Exercise input:
━━━

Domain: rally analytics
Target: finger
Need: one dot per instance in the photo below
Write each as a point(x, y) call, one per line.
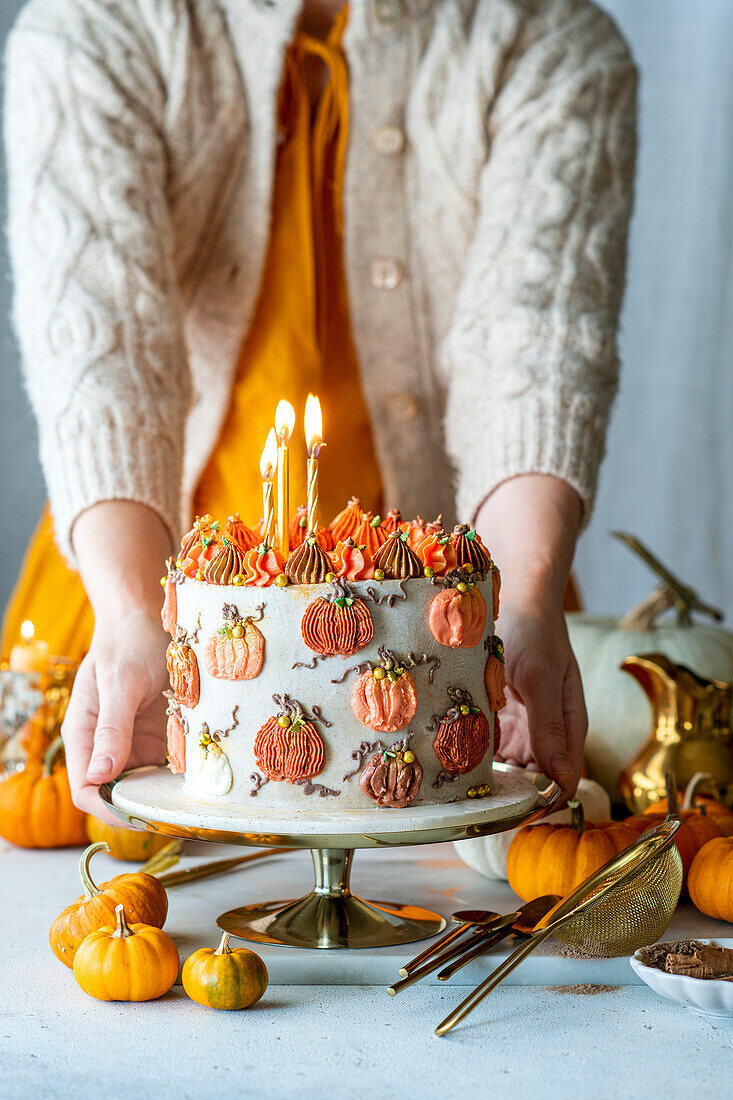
point(118, 706)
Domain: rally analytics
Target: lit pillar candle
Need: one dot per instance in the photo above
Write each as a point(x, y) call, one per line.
point(314, 432)
point(31, 655)
point(284, 425)
point(267, 464)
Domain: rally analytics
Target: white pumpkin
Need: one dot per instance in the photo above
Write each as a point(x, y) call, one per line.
point(619, 714)
point(211, 771)
point(488, 854)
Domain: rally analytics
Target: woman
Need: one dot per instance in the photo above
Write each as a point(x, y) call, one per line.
point(208, 201)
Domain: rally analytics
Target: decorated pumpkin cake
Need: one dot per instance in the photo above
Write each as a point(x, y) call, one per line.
point(362, 668)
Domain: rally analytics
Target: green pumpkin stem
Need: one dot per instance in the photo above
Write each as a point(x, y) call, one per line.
point(89, 889)
point(122, 931)
point(223, 947)
point(51, 754)
point(578, 816)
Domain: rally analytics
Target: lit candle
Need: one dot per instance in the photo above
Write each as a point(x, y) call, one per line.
point(284, 425)
point(267, 465)
point(314, 430)
point(31, 655)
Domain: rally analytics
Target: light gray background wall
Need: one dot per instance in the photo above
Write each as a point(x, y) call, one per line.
point(668, 473)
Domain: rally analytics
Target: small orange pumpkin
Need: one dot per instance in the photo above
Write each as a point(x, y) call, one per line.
point(556, 859)
point(236, 651)
point(346, 523)
point(710, 880)
point(337, 623)
point(458, 614)
point(183, 669)
point(463, 734)
point(288, 747)
point(225, 978)
point(384, 699)
point(126, 963)
point(495, 675)
point(35, 805)
point(175, 735)
point(142, 895)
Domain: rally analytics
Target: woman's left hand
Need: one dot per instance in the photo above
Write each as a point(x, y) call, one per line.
point(544, 723)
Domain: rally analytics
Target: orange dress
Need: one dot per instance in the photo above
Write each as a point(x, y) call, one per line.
point(299, 341)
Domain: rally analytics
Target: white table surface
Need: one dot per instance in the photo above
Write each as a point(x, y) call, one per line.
point(326, 1025)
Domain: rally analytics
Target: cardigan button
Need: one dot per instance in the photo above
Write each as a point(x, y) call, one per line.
point(403, 406)
point(386, 274)
point(389, 140)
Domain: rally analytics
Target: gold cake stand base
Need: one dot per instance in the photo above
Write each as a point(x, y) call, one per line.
point(330, 916)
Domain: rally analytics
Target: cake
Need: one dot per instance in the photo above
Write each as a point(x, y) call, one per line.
point(363, 669)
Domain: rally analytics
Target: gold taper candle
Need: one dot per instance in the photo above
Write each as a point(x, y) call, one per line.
point(267, 465)
point(314, 433)
point(284, 425)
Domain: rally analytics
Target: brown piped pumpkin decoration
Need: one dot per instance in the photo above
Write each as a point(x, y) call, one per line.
point(183, 669)
point(236, 651)
point(227, 567)
point(35, 804)
point(297, 530)
point(396, 560)
point(392, 521)
point(175, 736)
point(142, 895)
point(288, 747)
point(384, 697)
point(127, 963)
point(458, 613)
point(346, 523)
point(470, 550)
point(369, 532)
point(463, 734)
point(392, 778)
point(338, 623)
point(309, 563)
point(238, 532)
point(495, 674)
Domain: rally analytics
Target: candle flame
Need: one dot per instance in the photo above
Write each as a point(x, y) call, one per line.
point(284, 421)
point(314, 425)
point(269, 460)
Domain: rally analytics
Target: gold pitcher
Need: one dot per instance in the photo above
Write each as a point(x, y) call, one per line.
point(691, 732)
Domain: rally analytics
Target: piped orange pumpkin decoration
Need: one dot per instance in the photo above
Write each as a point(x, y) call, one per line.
point(297, 530)
point(183, 670)
point(35, 805)
point(175, 735)
point(288, 747)
point(338, 623)
point(346, 523)
point(142, 895)
point(225, 978)
point(236, 651)
point(463, 734)
point(384, 697)
point(495, 675)
point(458, 614)
point(263, 565)
point(393, 777)
point(556, 859)
point(710, 880)
point(126, 963)
point(352, 562)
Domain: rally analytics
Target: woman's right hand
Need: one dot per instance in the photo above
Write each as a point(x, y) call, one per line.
point(116, 717)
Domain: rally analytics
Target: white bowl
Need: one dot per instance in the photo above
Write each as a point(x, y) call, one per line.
point(707, 996)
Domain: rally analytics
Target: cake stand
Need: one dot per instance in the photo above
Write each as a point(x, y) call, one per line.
point(330, 915)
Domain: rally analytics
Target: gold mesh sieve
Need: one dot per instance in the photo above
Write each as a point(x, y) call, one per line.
point(626, 904)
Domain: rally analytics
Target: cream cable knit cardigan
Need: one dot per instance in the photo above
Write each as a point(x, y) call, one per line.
point(487, 195)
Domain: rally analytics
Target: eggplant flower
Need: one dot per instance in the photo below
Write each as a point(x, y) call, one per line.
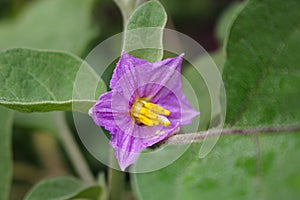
point(145, 105)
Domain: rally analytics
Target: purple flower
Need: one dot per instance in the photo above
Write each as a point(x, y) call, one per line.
point(145, 105)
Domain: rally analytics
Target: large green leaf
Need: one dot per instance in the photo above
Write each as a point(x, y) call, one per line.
point(51, 24)
point(63, 188)
point(41, 81)
point(262, 80)
point(5, 152)
point(262, 74)
point(144, 31)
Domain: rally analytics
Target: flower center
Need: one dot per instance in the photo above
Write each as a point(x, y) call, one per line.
point(149, 114)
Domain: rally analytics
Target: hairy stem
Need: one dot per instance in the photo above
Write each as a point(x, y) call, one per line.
point(73, 150)
point(115, 181)
point(199, 136)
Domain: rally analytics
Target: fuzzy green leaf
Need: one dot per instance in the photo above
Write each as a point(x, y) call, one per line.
point(6, 117)
point(262, 82)
point(41, 81)
point(63, 188)
point(144, 31)
point(56, 24)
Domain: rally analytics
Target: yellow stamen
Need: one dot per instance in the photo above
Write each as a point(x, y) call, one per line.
point(156, 108)
point(149, 114)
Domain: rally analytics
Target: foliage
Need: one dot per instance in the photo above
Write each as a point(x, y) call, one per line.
point(260, 70)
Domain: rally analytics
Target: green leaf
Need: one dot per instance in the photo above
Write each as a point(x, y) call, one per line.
point(198, 84)
point(63, 188)
point(6, 117)
point(41, 81)
point(225, 20)
point(262, 79)
point(55, 24)
point(37, 121)
point(262, 73)
point(144, 31)
point(229, 172)
point(127, 7)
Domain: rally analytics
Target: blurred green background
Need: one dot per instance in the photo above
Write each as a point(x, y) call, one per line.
point(37, 152)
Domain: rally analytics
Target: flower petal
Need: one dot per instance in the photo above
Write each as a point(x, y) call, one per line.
point(148, 79)
point(127, 146)
point(109, 113)
point(124, 66)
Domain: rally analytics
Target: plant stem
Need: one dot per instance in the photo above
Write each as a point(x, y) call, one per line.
point(73, 150)
point(115, 181)
point(188, 138)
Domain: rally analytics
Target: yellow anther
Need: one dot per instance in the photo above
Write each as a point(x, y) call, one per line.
point(157, 109)
point(149, 114)
point(146, 121)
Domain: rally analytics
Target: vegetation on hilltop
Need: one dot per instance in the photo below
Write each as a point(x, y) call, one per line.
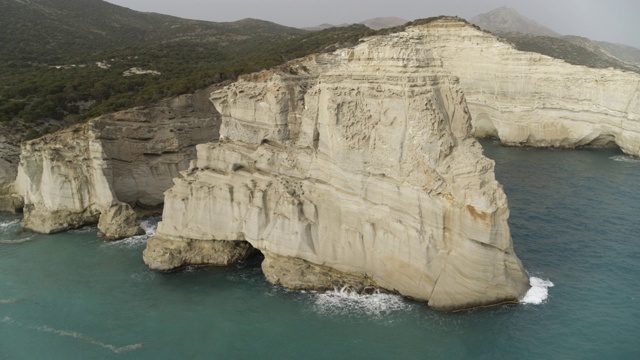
point(72, 65)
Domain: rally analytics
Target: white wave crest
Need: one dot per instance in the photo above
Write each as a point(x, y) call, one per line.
point(539, 291)
point(9, 224)
point(18, 241)
point(348, 302)
point(73, 334)
point(625, 158)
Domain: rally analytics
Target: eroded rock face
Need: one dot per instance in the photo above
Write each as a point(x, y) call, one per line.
point(355, 168)
point(118, 222)
point(528, 99)
point(70, 178)
point(9, 158)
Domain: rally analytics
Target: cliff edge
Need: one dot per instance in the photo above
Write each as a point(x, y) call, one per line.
point(529, 99)
point(95, 173)
point(349, 169)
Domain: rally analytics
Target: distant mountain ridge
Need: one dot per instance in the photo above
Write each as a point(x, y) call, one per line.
point(528, 35)
point(68, 28)
point(504, 20)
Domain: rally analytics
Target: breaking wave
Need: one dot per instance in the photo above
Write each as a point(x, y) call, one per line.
point(345, 301)
point(539, 291)
point(149, 226)
point(625, 158)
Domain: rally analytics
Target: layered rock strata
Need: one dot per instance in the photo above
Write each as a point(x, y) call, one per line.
point(528, 99)
point(355, 168)
point(95, 172)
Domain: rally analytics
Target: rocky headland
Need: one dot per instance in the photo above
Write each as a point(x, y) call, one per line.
point(97, 172)
point(529, 99)
point(355, 169)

━━━

The task: Turn the items above, from the start through the line with "point(362, 668)", into a Markdown table with the columns Row and Line, one numbered row per line. Leave out blank lines and the pictures.

Task result:
| Row | Line |
|---|---|
| 1 | Domain: rally analytics |
| 2 | Target: finger |
| 3 | Need: one dot per instance in the photo below |
| 4 | Write each as a point(x, y) call, one per line. |
| 5 | point(118, 706) |
| 6 | Domain: rally analytics |
| 7 | Target: lit pillar candle |
| 8 | Need: one dot per instance in the photo above |
| 9 | Write each as a point(x, y) call, one per line. |
| 10 | point(314, 432) |
| 11 | point(31, 655) |
| 12 | point(284, 425) |
| 13 | point(267, 464) |
| 14 | Domain: rally analytics |
| 15 | Target: white pumpkin |
| 16 | Need: one dot per instance in the photo above |
| 17 | Write each as a point(x, y) call, one per line. |
| 18 | point(619, 714) |
| 19 | point(211, 771) |
| 20 | point(488, 854) |
| 21 | Domain: rally analytics |
| 22 | Target: woman |
| 23 | Need: one dot per instance in the photo above |
| 24 | Write each as a point(x, y) call, one per line. |
| 25 | point(208, 201) |
| 26 | Domain: rally analytics |
| 27 | Target: decorated pumpkin cake |
| 28 | Need: one dot per instance in the photo above |
| 29 | Write each as a point(x, y) call, one per line. |
| 30 | point(362, 668) |